:: ASSIGNMENT ::
All records below are to be set down precisely as written, excluding pictures.

[Items listed in a dataset]
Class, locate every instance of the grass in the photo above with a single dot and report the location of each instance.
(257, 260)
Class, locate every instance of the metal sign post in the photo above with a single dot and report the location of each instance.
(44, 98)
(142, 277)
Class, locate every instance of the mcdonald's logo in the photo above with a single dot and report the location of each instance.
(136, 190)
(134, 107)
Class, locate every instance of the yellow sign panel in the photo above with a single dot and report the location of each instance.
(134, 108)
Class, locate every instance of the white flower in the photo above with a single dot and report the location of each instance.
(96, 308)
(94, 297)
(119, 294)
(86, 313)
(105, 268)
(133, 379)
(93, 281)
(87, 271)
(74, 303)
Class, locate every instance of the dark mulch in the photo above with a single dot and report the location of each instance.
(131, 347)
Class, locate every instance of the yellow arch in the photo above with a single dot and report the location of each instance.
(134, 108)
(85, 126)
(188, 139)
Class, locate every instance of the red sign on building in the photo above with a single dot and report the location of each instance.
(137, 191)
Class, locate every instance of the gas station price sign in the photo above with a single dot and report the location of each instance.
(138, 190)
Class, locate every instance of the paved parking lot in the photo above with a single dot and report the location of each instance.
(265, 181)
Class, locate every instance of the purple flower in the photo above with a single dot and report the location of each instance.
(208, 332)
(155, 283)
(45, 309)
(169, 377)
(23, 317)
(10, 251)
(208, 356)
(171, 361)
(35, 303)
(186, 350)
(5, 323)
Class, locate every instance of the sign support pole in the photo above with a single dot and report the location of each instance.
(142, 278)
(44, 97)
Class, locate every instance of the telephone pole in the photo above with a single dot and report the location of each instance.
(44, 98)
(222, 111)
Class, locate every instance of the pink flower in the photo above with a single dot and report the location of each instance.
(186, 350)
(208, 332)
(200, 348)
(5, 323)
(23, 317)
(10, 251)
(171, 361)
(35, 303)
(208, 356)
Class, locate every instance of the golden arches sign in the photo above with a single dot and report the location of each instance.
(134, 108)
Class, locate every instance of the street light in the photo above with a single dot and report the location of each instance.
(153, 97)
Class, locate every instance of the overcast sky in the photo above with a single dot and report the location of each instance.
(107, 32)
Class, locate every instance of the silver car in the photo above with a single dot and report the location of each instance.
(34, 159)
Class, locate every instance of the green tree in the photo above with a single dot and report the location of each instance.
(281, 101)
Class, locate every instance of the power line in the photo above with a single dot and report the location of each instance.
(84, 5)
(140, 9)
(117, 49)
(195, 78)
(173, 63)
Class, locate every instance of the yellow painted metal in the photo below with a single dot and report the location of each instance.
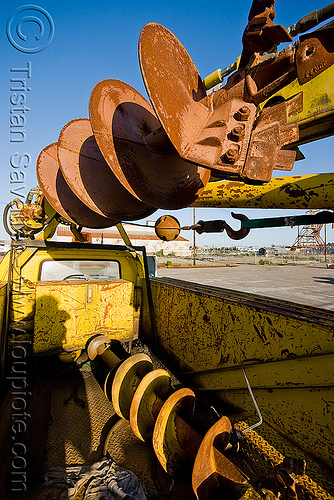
(165, 435)
(297, 191)
(147, 402)
(68, 313)
(213, 79)
(26, 273)
(204, 333)
(126, 381)
(316, 120)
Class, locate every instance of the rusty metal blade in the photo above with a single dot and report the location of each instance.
(60, 196)
(122, 120)
(173, 84)
(89, 177)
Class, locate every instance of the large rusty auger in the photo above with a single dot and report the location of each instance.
(131, 158)
(159, 413)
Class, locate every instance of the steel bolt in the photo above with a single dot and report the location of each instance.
(238, 133)
(232, 154)
(242, 114)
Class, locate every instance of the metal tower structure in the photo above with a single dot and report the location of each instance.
(309, 236)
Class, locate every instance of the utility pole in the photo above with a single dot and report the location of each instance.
(194, 239)
(325, 244)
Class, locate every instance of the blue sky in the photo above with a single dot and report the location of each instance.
(97, 40)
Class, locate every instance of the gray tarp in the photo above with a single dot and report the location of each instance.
(101, 481)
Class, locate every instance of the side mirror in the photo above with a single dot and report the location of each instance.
(152, 266)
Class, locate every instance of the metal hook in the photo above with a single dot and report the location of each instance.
(242, 232)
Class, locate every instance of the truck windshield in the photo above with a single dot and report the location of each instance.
(52, 270)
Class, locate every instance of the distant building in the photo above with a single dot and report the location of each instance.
(139, 235)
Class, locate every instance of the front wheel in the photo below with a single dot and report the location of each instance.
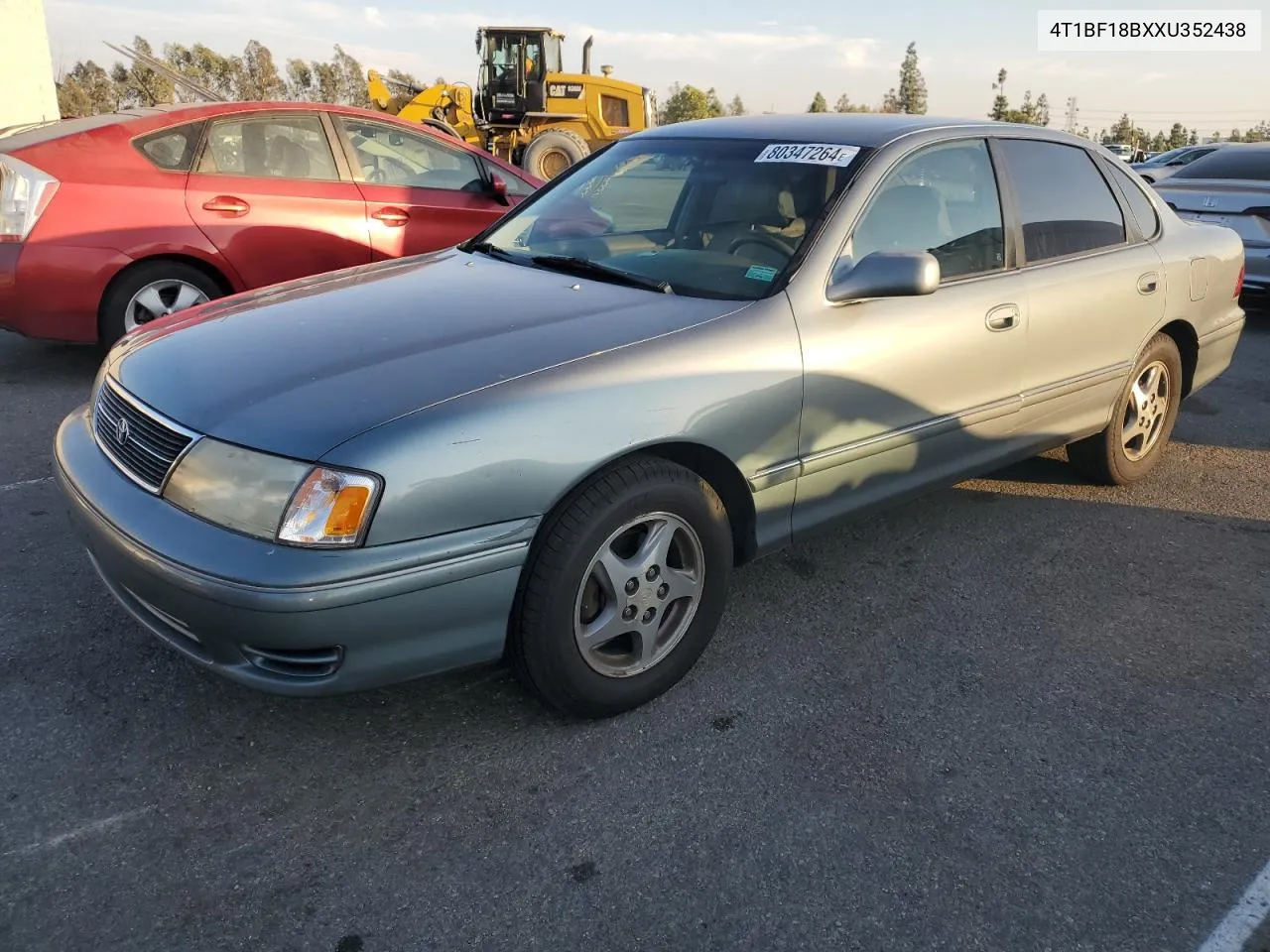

:: SOLUTION TO THIS PROBLEM ::
Class, locate every instance of the grass in the photo above with a single dot and report the location of each instance.
(257, 260)
Class, locate every instance of the metal sign post in the photo above with a single dot and report the location of each instance.
(44, 98)
(142, 277)
Class, locate every instance of the mcdonald's logo in the photo above with a single dot and report the location of each instance.
(136, 190)
(134, 107)
Class, locate every instance of the yellow sign panel in the photo above with a single dot and report the location of each instance.
(134, 108)
Class, locate every instance of the white flower in the photo above with a single dot and report the location of each instance.
(96, 308)
(94, 297)
(119, 294)
(86, 313)
(105, 268)
(133, 379)
(93, 281)
(87, 271)
(74, 303)
Class, locate every instance of the dark mulch in the photo above with a single dot and report the location of each instance.
(131, 347)
Class, locate every instance of the yellow arch in the photo above with a single dot and report the location of each instance.
(134, 108)
(85, 126)
(188, 139)
Class, locate every instance of the red sign on building in the photo above with a single dot and report the location of each instance.
(137, 191)
Class, locate every instance of the gas station price sign in the photo above with a single dot and report the location of each instance.
(138, 190)
Class, locate every instance of the paved parking lot in the photo above with a single dot and report the location of each instance.
(265, 181)
Class, locate every instance of the purple flower in the photo above with a single dot and report the location of each instance.
(208, 332)
(155, 283)
(45, 309)
(169, 377)
(23, 317)
(10, 251)
(208, 356)
(171, 361)
(35, 303)
(186, 350)
(5, 323)
Class, locate every instance of the sign support pole in the photo above with a single dot and report the location of each instance.
(142, 278)
(44, 97)
Class, locate every instance of the telephone pole in the photo above with a single dot and report the location of each instance.
(44, 98)
(222, 111)
Class, locate every instance of the pink flower in the photo above with a single dot and report the location of each instance.
(186, 350)
(208, 332)
(200, 348)
(5, 323)
(23, 317)
(10, 251)
(171, 361)
(35, 303)
(208, 356)
Class, locate every instance of the golden arches sign in the photo above with a single dot and report the location of each instance.
(134, 108)
Class, locate every instance of the street light in the photo above with a single dot and report the location of each instance.
(153, 97)
Class, locate every instance of the overcast sky in the photo above with a single dot and report the location of each instance.
(107, 32)
Class, locate every instance of the silver car in the photo above with a single dot and report the location of each instance.
(34, 159)
Class, locate every instance of the green tree in the photo above with a single dot and report the location of each instance.
(281, 101)
Class, locate every instance of the power line in the photo above with a single dot and report the location of each instance.
(84, 5)
(140, 9)
(117, 49)
(195, 78)
(173, 63)
Class, locate every instance of the yellow painted metal in the photo below with a single dot and report the location of each instance.
(165, 435)
(297, 191)
(147, 402)
(68, 313)
(213, 79)
(26, 273)
(204, 333)
(126, 381)
(316, 120)
Class, locate every instance of the rusty metal blade in the photo above with a single dot and report the location of each instance.
(60, 196)
(122, 120)
(173, 84)
(89, 177)
Class, locate every instance of the large rusty auger in the photo above with a single dot and report the location of each instance.
(131, 158)
(159, 413)
Class, locate every instance of the steel bolt in the photo above with a single dot and report the location of each instance.
(238, 133)
(232, 154)
(242, 114)
Class, locate every instance of the metal tower structure in the photo above with a single dot and report the location of each instance.
(309, 236)
Class, locate every instance of the utility pole in the photo above with a single dot and report the location of each instance.
(194, 239)
(325, 244)
Class, locate every instance of the blue sky in the photo above with a single dot and report the location of each instance.
(97, 40)
Class, locate every instance of the gray tarp in the photo above with a single dot and report the location of each instance.
(101, 481)
Class, locate every instance of the side mirror in the photo above with a single dot and report the location of each instance.
(152, 266)
Class, locate every instance of the metal hook in the photo above with a single dot and report the location of each instance.
(242, 232)
Class, locate every instance of the truck windshield in the photo above with a single dot and report the location of each instance.
(52, 270)
Class, locate every instance of the distant building in the photo above with a single dot and report the location of each instance.
(139, 235)
Class, locate every instance of the front wheel in the photo below with a single dot and report the location of each instance.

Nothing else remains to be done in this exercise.